■ **Task goal**
Count the lines in the data below that contain the string "distant". Reply with only the number.

begin Data provided

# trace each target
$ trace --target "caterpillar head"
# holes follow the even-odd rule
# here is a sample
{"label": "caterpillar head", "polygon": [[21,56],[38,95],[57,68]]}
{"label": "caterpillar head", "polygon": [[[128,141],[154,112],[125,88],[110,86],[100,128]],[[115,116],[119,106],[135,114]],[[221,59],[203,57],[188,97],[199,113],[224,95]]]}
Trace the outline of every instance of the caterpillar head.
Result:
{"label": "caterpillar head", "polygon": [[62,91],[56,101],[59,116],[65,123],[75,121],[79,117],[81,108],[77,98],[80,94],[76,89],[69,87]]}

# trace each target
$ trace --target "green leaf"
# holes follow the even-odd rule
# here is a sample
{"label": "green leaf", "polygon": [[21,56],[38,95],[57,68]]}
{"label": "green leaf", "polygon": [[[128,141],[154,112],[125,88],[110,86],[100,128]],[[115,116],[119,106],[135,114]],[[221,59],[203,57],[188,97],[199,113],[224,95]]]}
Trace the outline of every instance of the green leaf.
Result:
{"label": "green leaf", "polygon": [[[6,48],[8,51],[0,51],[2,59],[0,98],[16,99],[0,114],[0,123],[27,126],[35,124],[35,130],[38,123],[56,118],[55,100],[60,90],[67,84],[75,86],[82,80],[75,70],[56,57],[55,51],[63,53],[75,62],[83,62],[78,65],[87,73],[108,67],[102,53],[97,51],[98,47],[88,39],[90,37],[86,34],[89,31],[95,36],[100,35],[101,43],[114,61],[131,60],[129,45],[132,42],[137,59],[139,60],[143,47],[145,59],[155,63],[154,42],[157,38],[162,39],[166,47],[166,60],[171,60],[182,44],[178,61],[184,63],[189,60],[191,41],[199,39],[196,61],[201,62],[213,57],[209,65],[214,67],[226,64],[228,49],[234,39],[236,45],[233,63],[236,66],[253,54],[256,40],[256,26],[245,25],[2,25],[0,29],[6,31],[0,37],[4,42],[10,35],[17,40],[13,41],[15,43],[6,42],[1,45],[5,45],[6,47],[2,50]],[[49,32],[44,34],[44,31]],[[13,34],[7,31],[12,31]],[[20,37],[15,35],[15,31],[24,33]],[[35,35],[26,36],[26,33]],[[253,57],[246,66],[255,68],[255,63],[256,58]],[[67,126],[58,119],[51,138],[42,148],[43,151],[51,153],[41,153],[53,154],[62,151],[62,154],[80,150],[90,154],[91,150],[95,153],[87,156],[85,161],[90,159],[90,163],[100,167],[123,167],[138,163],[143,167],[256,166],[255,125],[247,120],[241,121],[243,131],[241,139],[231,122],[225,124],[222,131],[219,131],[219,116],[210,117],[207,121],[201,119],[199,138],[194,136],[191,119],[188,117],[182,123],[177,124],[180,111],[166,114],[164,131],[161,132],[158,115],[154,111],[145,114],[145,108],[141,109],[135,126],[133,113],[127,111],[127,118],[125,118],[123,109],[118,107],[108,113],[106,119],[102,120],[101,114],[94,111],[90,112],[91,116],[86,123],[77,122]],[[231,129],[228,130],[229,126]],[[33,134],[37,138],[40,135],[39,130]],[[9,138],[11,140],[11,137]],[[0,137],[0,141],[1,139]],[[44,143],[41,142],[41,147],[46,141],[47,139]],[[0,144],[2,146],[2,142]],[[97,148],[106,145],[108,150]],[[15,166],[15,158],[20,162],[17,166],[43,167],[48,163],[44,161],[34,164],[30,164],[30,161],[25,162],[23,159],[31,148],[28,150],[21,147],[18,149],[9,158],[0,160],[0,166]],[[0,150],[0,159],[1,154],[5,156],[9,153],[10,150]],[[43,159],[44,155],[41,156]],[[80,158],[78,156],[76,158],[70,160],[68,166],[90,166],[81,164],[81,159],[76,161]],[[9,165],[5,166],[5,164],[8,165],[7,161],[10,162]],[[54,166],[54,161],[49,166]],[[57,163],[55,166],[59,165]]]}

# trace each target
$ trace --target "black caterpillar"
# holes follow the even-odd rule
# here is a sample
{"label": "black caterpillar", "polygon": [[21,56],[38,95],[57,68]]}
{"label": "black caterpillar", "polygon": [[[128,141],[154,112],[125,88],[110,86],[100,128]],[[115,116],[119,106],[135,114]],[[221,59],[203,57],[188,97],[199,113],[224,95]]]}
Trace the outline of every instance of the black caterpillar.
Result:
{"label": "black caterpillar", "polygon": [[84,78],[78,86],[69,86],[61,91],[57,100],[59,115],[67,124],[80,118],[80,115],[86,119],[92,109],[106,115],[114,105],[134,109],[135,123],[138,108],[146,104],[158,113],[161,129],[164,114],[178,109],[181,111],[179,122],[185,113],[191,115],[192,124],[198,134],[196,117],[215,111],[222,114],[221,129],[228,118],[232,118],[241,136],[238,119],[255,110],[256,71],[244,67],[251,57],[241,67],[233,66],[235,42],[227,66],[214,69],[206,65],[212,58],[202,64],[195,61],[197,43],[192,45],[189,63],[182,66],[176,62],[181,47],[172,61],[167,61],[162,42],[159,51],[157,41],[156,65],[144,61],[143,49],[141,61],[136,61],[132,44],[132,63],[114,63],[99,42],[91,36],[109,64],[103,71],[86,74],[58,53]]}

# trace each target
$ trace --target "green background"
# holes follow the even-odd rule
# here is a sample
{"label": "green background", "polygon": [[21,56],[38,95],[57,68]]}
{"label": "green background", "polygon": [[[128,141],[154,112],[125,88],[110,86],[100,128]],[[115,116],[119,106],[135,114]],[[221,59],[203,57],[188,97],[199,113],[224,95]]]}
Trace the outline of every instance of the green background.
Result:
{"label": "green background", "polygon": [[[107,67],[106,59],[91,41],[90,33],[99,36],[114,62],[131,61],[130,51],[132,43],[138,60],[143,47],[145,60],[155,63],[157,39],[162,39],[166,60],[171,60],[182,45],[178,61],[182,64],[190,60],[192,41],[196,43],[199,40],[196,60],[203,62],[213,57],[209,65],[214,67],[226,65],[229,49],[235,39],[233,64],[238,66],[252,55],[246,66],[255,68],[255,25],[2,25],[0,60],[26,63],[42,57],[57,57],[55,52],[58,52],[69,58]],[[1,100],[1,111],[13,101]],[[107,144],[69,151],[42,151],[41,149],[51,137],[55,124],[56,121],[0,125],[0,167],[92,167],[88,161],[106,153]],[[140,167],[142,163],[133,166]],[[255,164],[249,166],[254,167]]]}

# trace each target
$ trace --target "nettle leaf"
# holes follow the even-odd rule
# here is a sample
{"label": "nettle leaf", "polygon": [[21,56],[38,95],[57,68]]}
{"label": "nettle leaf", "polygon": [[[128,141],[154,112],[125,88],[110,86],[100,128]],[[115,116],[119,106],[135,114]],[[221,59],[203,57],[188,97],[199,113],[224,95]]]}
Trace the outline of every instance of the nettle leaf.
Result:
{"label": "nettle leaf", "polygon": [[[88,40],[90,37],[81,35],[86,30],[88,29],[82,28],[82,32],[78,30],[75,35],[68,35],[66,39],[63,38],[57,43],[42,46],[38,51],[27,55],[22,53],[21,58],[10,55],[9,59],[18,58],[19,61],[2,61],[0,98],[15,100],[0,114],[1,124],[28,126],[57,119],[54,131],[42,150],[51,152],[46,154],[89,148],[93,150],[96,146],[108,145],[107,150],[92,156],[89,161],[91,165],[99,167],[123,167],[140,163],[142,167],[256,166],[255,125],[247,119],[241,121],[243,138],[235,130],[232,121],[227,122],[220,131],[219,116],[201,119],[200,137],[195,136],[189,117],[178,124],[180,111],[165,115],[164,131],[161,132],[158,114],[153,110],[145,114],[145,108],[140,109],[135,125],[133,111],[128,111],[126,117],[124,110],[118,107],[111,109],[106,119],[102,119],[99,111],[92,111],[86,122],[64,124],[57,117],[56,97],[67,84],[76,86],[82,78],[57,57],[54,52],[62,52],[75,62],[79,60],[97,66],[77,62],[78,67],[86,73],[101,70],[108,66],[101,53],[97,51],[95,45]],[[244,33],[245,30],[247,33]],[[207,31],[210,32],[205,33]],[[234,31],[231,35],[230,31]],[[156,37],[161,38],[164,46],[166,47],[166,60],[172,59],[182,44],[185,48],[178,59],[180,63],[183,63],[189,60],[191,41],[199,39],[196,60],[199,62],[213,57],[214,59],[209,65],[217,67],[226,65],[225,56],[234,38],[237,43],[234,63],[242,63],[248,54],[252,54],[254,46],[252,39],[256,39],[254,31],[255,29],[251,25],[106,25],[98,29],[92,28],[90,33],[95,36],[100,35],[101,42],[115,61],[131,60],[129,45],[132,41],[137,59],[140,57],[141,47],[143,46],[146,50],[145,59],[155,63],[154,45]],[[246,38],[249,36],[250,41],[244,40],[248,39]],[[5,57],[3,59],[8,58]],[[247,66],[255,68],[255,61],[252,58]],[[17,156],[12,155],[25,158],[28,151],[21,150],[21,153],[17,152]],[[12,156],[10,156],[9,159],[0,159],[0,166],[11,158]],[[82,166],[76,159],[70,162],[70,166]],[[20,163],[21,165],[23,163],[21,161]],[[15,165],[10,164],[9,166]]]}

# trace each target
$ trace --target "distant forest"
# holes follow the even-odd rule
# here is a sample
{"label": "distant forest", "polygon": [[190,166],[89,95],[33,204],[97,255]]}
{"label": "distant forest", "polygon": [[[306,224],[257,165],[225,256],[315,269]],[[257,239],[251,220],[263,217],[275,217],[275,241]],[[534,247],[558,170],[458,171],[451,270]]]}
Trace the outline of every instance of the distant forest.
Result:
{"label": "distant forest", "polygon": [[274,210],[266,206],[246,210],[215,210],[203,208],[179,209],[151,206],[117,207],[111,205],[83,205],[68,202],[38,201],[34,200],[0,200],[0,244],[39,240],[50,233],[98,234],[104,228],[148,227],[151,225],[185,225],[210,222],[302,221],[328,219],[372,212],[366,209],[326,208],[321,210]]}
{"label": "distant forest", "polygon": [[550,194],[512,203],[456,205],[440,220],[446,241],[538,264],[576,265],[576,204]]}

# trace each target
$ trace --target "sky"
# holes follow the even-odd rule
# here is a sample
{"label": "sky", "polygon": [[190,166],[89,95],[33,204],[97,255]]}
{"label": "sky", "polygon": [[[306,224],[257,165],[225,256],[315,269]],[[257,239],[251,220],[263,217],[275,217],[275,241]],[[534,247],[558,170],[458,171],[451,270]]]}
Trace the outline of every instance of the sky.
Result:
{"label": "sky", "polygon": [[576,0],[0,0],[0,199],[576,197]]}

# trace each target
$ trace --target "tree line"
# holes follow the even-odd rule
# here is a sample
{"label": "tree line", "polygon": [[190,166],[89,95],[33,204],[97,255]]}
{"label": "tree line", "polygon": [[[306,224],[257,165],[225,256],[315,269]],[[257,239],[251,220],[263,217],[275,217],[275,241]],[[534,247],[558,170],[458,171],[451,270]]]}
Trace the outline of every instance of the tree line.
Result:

end Data provided

■ **Solution to the exercise**
6